→ **PROBLEM TO SOLVE**: Please copy every line below that contains the word "powdered", and leave out all other lines.

→ **MATERIALS PROVIDED**:
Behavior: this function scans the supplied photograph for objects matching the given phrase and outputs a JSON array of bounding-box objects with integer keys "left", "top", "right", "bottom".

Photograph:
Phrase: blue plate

--

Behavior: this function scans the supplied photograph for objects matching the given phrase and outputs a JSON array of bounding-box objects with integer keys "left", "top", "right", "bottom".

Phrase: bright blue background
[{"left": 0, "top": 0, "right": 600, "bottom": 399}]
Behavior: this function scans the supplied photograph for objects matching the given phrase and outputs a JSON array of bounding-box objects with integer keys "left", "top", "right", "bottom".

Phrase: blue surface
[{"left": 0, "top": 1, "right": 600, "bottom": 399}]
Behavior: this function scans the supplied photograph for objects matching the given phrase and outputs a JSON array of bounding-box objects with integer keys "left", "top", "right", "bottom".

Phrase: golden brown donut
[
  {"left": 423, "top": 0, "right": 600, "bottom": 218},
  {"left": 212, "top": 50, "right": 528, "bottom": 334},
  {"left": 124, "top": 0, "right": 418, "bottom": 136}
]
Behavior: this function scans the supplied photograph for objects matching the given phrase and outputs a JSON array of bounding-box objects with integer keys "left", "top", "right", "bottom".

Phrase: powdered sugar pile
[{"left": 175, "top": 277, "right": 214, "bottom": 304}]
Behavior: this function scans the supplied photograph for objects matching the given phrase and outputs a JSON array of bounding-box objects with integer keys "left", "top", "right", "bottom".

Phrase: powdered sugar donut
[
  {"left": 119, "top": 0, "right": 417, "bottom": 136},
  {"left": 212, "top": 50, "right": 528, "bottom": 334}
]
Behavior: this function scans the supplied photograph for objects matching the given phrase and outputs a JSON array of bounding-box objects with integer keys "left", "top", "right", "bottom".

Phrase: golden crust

→ **ANSWER TO THIS TASK**:
Phrase: powdered sugar pile
Phrase: powdered sugar donut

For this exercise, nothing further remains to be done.